**Reading passage**
## Start
Let me build on the work of my global mandate on internally displaced persons before making some general remarks on the challenges of reaching the vulnerable and ensuring protection for civilians in general. As you undoubtedly know, the crisis of internal displacement, which came to the attention of the international community with the end of the Cold War, affects some 25 to 30 million people in over 40 countries.

These are people who are up rooted from their homes and areas of normal residence as a result of internal conflict, gross and systematic violations of human rights, and other human-made and natural disasters. The main difference between internally displaced persons and refugees is that they remain within the borders of their countries and are therefore assumed to be under the protection of their governments.

Since the conflicts that generate internal displacement often have an aspect of an acute crisis of national identity, both as a cause and a factor in the response to the humanitarian consequences, these people often fall into vacuums of moral responsibility associated with the conflicts. Rather than be seen as citizens meriting protection and assistance from their governments, they are often perceived as part of the enemy, if not the enemy itself, and are therefore susceptible not only to neglect, but also to persecution.

As a result of pressures from a number of NGOs and governments concerned with providing protection and assistance for the internally displaced, the UN Commission on Human Rights became seized with the problem in 1992. The issue was recognized as one of great sensitivity, because internal displacement by definition is internal to the countries concerned and falls under their sovereign rights. The Commission decided to appoint a Representative of the Secretary-General to study the problem and advise the Commission on Human Rights on whether and how to be involved with this internal crisis. I was honoured to have been assigned that task.

Over the years, my mandate has focused on four pillars of activities: the development of a normative framework, which culminated in the Guiding Principles on Internal Displacement; the development of appropriate institutional arrangements for international response; country missions and dialogue with governments and all those concerned with the problem of the internally displaced; and continuing study of various aspects of the problem, both generically and in specific situations.

There is no doubt that the international community has made considerable progress in responding to the crisis of internal displacement. The Guiding Principles have been well-received and are being widely disseminated and applied; appropriate institutional arrangements have been built around the concept of the collaborative approach, involving all pertinent agencies of the UN system and the international community; country missions have continued to provide “on the ground” assessments of situations in different countries and dialogue with governments and all those concerned with the problems of the displaced; and the overall level of awareness of the problem and the need for appropriate response at various levels have significantly been raised. And yet the crisis persists to pose challenges to the international community. There is still a considerable gap between the accepted normative standards and rhetorical commitments on the one hand, and their translation into effective protection and assistance to the affected populations.
## End
**Given problem 1**
In the passage on internal displacement, copy everything from "Since the conflicts" down to "also to persecution.", switching "citizens" to "nationals".
**Given problem 2**
Sum up the passage on internal displacement in three sentences.
Work from the passage on internal displacement alone.

**Extracted entries**
## Start
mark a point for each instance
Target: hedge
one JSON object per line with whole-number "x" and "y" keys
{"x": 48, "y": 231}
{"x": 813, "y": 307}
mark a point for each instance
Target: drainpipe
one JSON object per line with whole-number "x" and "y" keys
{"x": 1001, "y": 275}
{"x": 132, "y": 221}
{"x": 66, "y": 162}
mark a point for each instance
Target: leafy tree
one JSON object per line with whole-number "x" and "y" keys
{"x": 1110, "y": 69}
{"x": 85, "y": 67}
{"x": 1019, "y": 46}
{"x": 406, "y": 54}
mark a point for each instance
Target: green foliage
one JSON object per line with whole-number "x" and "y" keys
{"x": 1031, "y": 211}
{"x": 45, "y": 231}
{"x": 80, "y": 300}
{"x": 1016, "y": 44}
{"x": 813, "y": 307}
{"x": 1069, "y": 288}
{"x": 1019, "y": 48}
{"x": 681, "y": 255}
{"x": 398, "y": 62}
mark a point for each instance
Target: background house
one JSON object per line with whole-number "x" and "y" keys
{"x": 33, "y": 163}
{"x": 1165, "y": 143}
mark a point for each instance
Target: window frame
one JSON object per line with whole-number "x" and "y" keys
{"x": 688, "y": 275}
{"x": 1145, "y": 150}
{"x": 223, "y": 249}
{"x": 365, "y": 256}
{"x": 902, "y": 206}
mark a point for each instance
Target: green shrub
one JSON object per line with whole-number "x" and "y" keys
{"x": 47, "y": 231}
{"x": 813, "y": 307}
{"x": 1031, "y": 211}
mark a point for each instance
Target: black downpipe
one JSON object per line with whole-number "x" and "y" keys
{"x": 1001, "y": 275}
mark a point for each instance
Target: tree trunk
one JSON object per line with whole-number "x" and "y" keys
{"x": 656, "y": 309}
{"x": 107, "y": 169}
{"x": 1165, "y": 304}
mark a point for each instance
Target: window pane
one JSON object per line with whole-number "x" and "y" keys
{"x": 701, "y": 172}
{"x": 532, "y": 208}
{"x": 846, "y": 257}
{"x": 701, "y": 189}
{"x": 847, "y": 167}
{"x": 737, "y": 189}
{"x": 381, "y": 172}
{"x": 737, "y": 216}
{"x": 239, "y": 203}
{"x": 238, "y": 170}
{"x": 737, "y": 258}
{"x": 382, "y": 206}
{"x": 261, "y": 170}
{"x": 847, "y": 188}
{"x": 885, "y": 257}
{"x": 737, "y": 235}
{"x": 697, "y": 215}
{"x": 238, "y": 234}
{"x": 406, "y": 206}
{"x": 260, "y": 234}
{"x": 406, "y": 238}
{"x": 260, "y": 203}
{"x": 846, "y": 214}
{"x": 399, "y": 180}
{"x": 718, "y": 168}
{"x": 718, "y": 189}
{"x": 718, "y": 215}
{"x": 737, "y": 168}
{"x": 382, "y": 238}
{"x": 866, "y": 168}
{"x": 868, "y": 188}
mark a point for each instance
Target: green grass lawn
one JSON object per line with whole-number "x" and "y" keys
## End
**Expected output 1**
Since the conflicts that generate internal displacement often have an aspect of an acute crisis of national identity, both as a cause and a factor in the response to the humanitarian consequences, these people often fall into vacuums of moral responsibility associated with the conflicts. Rather than be seen as nationals meriting protection and assistance from their governments, they are often perceived as part of the enemy, if not the enemy itself, and are therefore susceptible not only to neglect, but also to persecution.

**Expected output 2**
Internal displacement affects some 25 to 30 million people in over 40 countries. These people are uprooted from their homes but stay within their own countries, and they are often seen as the enemy rather than as citizens who deserve protection. The UN Commission on Human Rights took up the problem in 1992 and named a Representative, and considerable progress has been made since then, yet a considerable gap remains between accepted standards and effective protection and assistance.